(Entries from a pointing dataset)
+--

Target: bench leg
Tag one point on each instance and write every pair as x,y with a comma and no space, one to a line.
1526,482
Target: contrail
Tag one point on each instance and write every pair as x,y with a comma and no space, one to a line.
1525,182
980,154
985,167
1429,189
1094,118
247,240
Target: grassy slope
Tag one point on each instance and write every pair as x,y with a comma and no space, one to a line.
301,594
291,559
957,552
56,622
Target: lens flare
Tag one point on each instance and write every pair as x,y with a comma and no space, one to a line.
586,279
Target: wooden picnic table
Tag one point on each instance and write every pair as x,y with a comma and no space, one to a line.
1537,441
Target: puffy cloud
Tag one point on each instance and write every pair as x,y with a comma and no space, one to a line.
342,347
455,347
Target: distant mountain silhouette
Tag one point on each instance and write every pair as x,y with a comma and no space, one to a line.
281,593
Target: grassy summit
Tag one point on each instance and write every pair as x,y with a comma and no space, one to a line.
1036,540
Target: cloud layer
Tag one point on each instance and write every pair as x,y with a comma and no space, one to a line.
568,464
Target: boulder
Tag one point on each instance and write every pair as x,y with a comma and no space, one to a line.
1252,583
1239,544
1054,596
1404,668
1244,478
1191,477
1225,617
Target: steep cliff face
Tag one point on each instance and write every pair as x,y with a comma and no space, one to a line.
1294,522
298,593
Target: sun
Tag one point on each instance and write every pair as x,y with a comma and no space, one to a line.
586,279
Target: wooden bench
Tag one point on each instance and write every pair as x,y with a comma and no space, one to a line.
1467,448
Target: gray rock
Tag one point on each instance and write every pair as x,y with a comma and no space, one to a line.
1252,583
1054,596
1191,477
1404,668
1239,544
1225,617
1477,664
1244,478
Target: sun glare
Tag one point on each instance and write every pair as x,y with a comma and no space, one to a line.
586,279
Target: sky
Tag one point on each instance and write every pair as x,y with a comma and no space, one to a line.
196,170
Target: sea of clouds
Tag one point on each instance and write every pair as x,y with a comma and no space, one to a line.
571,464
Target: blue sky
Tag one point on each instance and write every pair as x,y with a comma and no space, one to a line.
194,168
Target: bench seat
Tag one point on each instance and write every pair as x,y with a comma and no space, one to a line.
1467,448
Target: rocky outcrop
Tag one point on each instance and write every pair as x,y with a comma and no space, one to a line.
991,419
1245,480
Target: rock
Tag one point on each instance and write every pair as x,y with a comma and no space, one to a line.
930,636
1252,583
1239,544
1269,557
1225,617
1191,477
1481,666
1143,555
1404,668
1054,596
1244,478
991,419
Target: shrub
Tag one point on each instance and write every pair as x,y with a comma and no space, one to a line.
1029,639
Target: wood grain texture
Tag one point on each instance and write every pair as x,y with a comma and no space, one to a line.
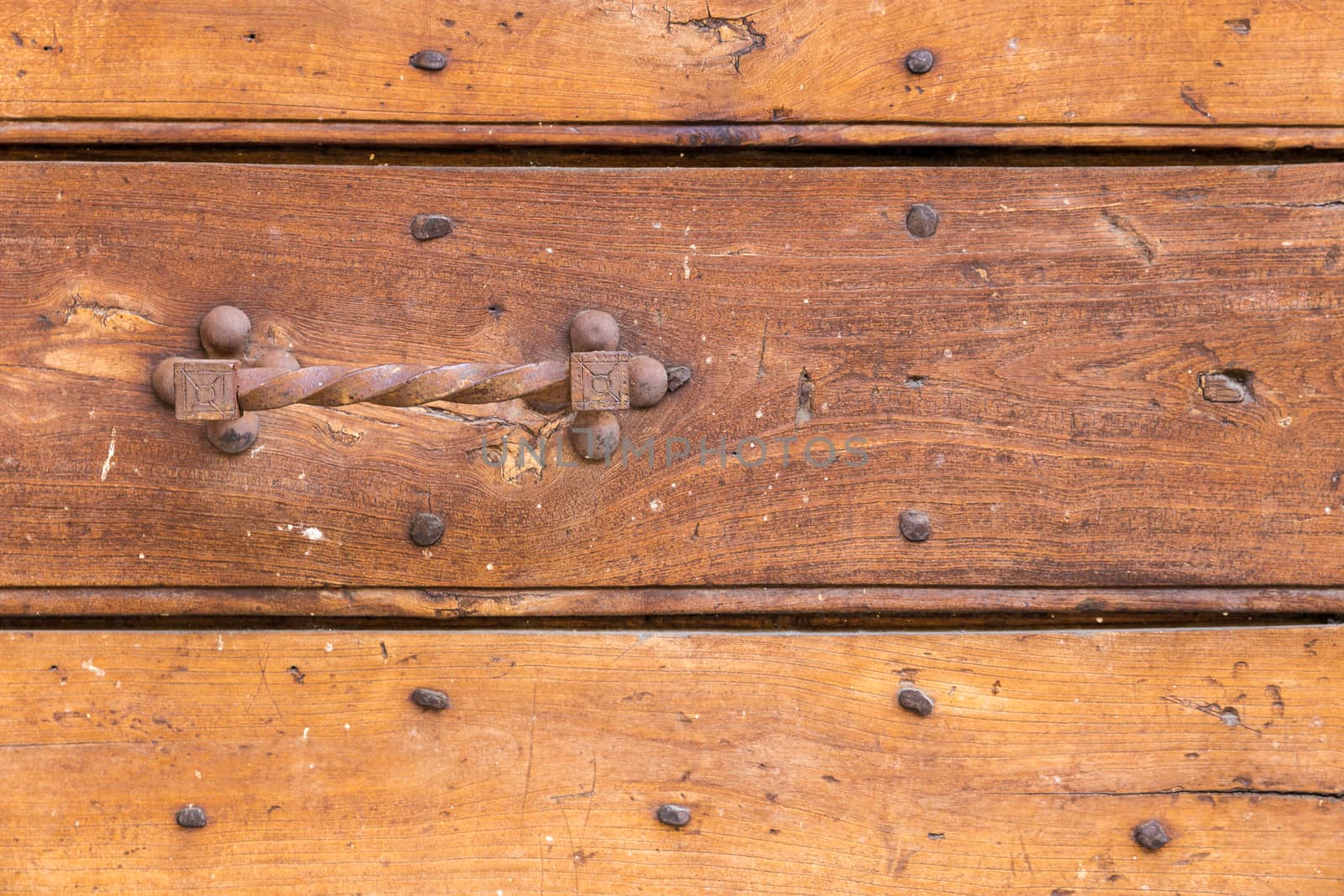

+--

Stated goal:
Filter the rows above, keeping every line that contains the string "wooden". Treat case as significant.

Answer to the problem:
Target: wooden picnic table
Target: wooden bench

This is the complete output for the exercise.